EXTRACTED MATERIAL:
• • • • • • •

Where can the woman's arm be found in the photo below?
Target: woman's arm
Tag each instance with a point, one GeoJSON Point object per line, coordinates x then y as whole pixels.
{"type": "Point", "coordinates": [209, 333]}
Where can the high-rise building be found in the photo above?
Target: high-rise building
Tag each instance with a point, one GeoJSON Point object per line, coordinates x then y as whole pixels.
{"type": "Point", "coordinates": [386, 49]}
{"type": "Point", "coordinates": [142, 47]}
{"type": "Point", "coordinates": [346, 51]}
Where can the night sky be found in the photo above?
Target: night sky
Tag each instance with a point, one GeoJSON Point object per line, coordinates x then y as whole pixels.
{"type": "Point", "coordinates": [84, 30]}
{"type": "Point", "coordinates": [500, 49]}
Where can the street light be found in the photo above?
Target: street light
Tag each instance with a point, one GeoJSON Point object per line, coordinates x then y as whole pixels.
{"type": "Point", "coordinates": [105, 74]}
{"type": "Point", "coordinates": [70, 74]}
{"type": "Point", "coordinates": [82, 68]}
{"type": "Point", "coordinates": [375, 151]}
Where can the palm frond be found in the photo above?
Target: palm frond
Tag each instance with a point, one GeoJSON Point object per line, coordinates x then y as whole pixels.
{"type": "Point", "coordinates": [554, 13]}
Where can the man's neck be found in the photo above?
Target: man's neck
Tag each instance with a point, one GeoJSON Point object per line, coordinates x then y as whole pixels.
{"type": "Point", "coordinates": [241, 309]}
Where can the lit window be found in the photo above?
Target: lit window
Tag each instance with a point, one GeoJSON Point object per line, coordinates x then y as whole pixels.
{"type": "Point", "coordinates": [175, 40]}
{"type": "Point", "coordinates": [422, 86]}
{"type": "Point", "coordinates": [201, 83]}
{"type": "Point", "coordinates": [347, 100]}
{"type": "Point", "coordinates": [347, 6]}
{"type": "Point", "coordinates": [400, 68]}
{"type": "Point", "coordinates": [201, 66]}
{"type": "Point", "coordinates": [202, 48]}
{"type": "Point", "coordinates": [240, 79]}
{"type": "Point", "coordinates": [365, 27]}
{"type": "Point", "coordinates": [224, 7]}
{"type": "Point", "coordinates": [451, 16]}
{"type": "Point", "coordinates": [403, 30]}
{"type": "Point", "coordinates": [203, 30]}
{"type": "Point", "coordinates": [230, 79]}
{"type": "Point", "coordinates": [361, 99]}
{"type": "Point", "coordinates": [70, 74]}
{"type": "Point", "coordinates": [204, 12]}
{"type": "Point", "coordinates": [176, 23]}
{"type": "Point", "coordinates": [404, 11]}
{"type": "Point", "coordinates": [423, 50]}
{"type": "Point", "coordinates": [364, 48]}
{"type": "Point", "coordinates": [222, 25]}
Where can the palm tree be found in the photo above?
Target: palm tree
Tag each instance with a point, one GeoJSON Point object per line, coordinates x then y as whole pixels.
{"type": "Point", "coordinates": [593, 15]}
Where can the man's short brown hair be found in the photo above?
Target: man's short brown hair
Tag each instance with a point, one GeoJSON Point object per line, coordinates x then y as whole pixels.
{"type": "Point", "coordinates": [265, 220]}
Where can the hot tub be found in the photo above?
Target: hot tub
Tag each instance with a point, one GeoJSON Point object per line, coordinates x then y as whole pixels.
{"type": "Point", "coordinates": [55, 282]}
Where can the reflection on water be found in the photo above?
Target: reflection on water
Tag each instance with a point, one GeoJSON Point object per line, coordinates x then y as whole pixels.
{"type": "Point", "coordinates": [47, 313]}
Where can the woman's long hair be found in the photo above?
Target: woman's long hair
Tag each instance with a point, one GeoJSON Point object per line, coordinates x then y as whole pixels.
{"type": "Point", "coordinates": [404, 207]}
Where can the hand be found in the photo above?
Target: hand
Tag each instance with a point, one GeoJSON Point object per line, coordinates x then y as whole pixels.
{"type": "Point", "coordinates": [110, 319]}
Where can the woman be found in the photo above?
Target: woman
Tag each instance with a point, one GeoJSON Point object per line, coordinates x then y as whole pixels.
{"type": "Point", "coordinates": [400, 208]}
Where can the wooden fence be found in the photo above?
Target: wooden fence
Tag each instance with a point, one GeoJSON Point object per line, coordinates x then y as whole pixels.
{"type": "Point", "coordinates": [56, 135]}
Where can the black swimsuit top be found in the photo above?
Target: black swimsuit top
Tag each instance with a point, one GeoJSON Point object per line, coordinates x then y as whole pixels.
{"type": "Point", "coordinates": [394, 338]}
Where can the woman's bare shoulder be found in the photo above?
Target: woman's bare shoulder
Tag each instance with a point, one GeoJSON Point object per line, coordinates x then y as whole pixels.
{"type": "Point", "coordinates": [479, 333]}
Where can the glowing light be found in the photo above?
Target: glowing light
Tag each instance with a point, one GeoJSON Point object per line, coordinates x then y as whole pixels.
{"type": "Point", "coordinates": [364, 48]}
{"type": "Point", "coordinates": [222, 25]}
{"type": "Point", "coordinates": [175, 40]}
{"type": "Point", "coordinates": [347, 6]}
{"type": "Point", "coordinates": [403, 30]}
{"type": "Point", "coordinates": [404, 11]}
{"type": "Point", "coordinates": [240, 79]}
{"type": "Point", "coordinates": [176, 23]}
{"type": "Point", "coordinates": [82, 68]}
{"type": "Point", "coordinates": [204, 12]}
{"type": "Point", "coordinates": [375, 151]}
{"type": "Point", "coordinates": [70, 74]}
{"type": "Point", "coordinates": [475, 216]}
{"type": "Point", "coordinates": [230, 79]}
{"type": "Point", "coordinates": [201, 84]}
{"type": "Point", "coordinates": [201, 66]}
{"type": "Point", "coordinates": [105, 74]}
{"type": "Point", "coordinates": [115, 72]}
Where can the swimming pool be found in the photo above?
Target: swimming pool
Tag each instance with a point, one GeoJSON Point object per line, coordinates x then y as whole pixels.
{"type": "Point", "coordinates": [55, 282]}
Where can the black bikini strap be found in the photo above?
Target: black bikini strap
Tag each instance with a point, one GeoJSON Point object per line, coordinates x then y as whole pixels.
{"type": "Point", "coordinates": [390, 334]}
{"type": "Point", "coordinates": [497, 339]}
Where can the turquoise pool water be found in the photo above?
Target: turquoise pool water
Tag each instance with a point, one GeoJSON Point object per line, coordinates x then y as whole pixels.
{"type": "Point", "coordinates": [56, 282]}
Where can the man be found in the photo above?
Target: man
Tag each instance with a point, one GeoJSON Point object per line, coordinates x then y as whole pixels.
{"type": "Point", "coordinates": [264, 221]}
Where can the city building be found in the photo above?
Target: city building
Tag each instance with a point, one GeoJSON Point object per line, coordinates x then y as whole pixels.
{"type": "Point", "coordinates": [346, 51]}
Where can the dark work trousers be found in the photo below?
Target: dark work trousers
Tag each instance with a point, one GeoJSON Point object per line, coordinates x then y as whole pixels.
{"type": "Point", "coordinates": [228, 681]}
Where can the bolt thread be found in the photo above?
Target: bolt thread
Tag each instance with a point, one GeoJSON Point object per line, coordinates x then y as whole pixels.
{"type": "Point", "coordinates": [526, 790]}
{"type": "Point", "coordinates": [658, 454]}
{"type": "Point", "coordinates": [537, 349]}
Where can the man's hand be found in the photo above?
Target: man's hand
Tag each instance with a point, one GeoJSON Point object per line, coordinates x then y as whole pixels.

• • • • • • •

ABOUT THIS TASK:
Retype the entire listing without altering anything.

REPLY:
Where can the woman's arm be found in the photo below?
Target: woman's arm
Tag each instance with a point, one GeoJSON Point object per line, coordinates x then y as whole pixels.
{"type": "Point", "coordinates": [209, 333]}
Where can the high-rise building be found in the photo above?
Target: high-rise building
Tag each instance with a point, one GeoJSON Point object per line, coordinates x then y as whole pixels.
{"type": "Point", "coordinates": [386, 49]}
{"type": "Point", "coordinates": [142, 47]}
{"type": "Point", "coordinates": [346, 51]}
Where can the night sky be found in the photo above?
Target: night sky
Tag each instance with a point, one GeoJSON Point object per line, coordinates x then y as whole pixels.
{"type": "Point", "coordinates": [84, 30]}
{"type": "Point", "coordinates": [500, 49]}
Where can the street light be found in the photo above?
Target: street light
Tag each instance with a point, one GeoJSON Point object per line, coordinates x then y as whole pixels.
{"type": "Point", "coordinates": [105, 74]}
{"type": "Point", "coordinates": [70, 74]}
{"type": "Point", "coordinates": [82, 68]}
{"type": "Point", "coordinates": [375, 151]}
Where can the palm frond be found in the photo above?
Target: palm frond
Tag each instance with a point, one GeoJSON Point object per line, coordinates x then y as whole pixels.
{"type": "Point", "coordinates": [554, 13]}
Where can the man's neck be found in the photo above?
Target: man's neck
Tag each instance with a point, one GeoJSON Point object per line, coordinates x then y as whole pixels.
{"type": "Point", "coordinates": [241, 309]}
Where can the lit window be found in the photo above?
Target: lit window
Tag each instance with a point, one GeoJSON Point object per line, coordinates x then y as whole pixels.
{"type": "Point", "coordinates": [175, 40]}
{"type": "Point", "coordinates": [422, 86]}
{"type": "Point", "coordinates": [201, 83]}
{"type": "Point", "coordinates": [347, 100]}
{"type": "Point", "coordinates": [347, 6]}
{"type": "Point", "coordinates": [400, 68]}
{"type": "Point", "coordinates": [201, 66]}
{"type": "Point", "coordinates": [202, 48]}
{"type": "Point", "coordinates": [240, 79]}
{"type": "Point", "coordinates": [365, 27]}
{"type": "Point", "coordinates": [224, 7]}
{"type": "Point", "coordinates": [451, 16]}
{"type": "Point", "coordinates": [403, 30]}
{"type": "Point", "coordinates": [203, 30]}
{"type": "Point", "coordinates": [230, 79]}
{"type": "Point", "coordinates": [361, 99]}
{"type": "Point", "coordinates": [70, 74]}
{"type": "Point", "coordinates": [204, 12]}
{"type": "Point", "coordinates": [176, 23]}
{"type": "Point", "coordinates": [404, 11]}
{"type": "Point", "coordinates": [423, 50]}
{"type": "Point", "coordinates": [364, 48]}
{"type": "Point", "coordinates": [222, 25]}
Where can the palm tree be found in the photo above?
Target: palm tree
Tag each instance with a point, one GeoJSON Point object per line, coordinates x then y as whole pixels.
{"type": "Point", "coordinates": [593, 15]}
Where can the man's short brown hair be found in the photo above?
Target: man's short brown hair
Tag each instance with a point, one GeoJSON Point object per line, coordinates x then y as whole pixels.
{"type": "Point", "coordinates": [265, 220]}
Where can the hot tub be found in the photo above?
Target: hot tub
Tag each instance with a point, one GeoJSON Point object per line, coordinates x then y as whole pixels.
{"type": "Point", "coordinates": [55, 282]}
Where can the reflection on water be found in the photo above?
Target: reflection on water
Tag each instance with a point, one GeoJSON Point object per line, coordinates x then y as whole pixels.
{"type": "Point", "coordinates": [47, 313]}
Where can the woman's long hair be found in the photo above?
Target: woman's long hair
Tag each instance with a point, one GeoJSON Point object per line, coordinates x then y as whole pixels.
{"type": "Point", "coordinates": [404, 207]}
Where can the hand be found in the photo above?
Target: hand
Tag each instance with a point, one GeoJSON Point object per line, coordinates x then y as whole pixels.
{"type": "Point", "coordinates": [110, 319]}
Where can the woman be found in the photo above?
Target: woman
Tag each instance with a point, one GeoJSON Point object per line, coordinates x then y as whole pixels.
{"type": "Point", "coordinates": [400, 208]}
Where can the wooden fence be found in the photo above?
Target: wooden fence
Tag each instance with a point, one GeoJSON Point object per line, coordinates x then y as whole pixels.
{"type": "Point", "coordinates": [56, 135]}
Where can the black swimsuit top be found in the photo above?
Target: black swimsuit top
Tag each instance with a point, one GeoJSON Point object per line, coordinates x then y as whole pixels.
{"type": "Point", "coordinates": [394, 338]}
Where can the woman's bare shoulder be found in the photo above?
Target: woman's bare shoulder
Tag each instance with a point, one GeoJSON Point object per line, coordinates x then y as whole pixels.
{"type": "Point", "coordinates": [479, 333]}
Where can the glowing light be found in the photo above?
Target: glowing light
Tag each instance with a point, one GeoJSON Point object per line, coordinates x then y as whole pixels.
{"type": "Point", "coordinates": [364, 48]}
{"type": "Point", "coordinates": [222, 25]}
{"type": "Point", "coordinates": [175, 40]}
{"type": "Point", "coordinates": [347, 6]}
{"type": "Point", "coordinates": [403, 30]}
{"type": "Point", "coordinates": [404, 11]}
{"type": "Point", "coordinates": [240, 79]}
{"type": "Point", "coordinates": [176, 23]}
{"type": "Point", "coordinates": [82, 68]}
{"type": "Point", "coordinates": [204, 12]}
{"type": "Point", "coordinates": [375, 151]}
{"type": "Point", "coordinates": [70, 74]}
{"type": "Point", "coordinates": [475, 216]}
{"type": "Point", "coordinates": [230, 79]}
{"type": "Point", "coordinates": [201, 84]}
{"type": "Point", "coordinates": [201, 66]}
{"type": "Point", "coordinates": [105, 74]}
{"type": "Point", "coordinates": [115, 72]}
Where can the swimming pool be found in the photo above?
Target: swimming pool
Tag each instance with a point, one GeoJSON Point object per line, coordinates x then y as whole pixels.
{"type": "Point", "coordinates": [55, 282]}
Where can the black bikini strap be found in the photo above?
Target: black bikini strap
Tag each instance with a point, one GeoJSON Point object per line, coordinates x then y as whole pixels.
{"type": "Point", "coordinates": [390, 334]}
{"type": "Point", "coordinates": [497, 339]}
Where can the turquoise pool water be found in the photo above?
Target: turquoise pool water
Tag each instance with a point, one GeoJSON Point object per line, coordinates x then y as whole pixels.
{"type": "Point", "coordinates": [56, 282]}
Where can the man be found in the photo above?
Target: man
Tag each instance with a point, one GeoJSON Point object per line, coordinates x then y as whole pixels.
{"type": "Point", "coordinates": [264, 221]}
Where can the city building be found in the photo above?
Target: city building
Tag each instance with a point, one GeoJSON Point object per line, coordinates x then y as whole pixels.
{"type": "Point", "coordinates": [346, 51]}
Where can the dark work trousers be found in the photo below?
Target: dark work trousers
Tag each instance with a point, one GeoJSON Point object per line, coordinates x then y as whole pixels.
{"type": "Point", "coordinates": [228, 681]}
Where can the bolt thread be found in the photo above?
Target: bolt thread
Tag each instance with a point, one GeoJSON Point object per line, coordinates x then y as whole pixels.
{"type": "Point", "coordinates": [526, 790]}
{"type": "Point", "coordinates": [658, 454]}
{"type": "Point", "coordinates": [537, 349]}
Where can the man's hand be found in the photo above?
Target: man's hand
Tag each instance with a point, one GeoJSON Point object per line, coordinates x then y as whole pixels.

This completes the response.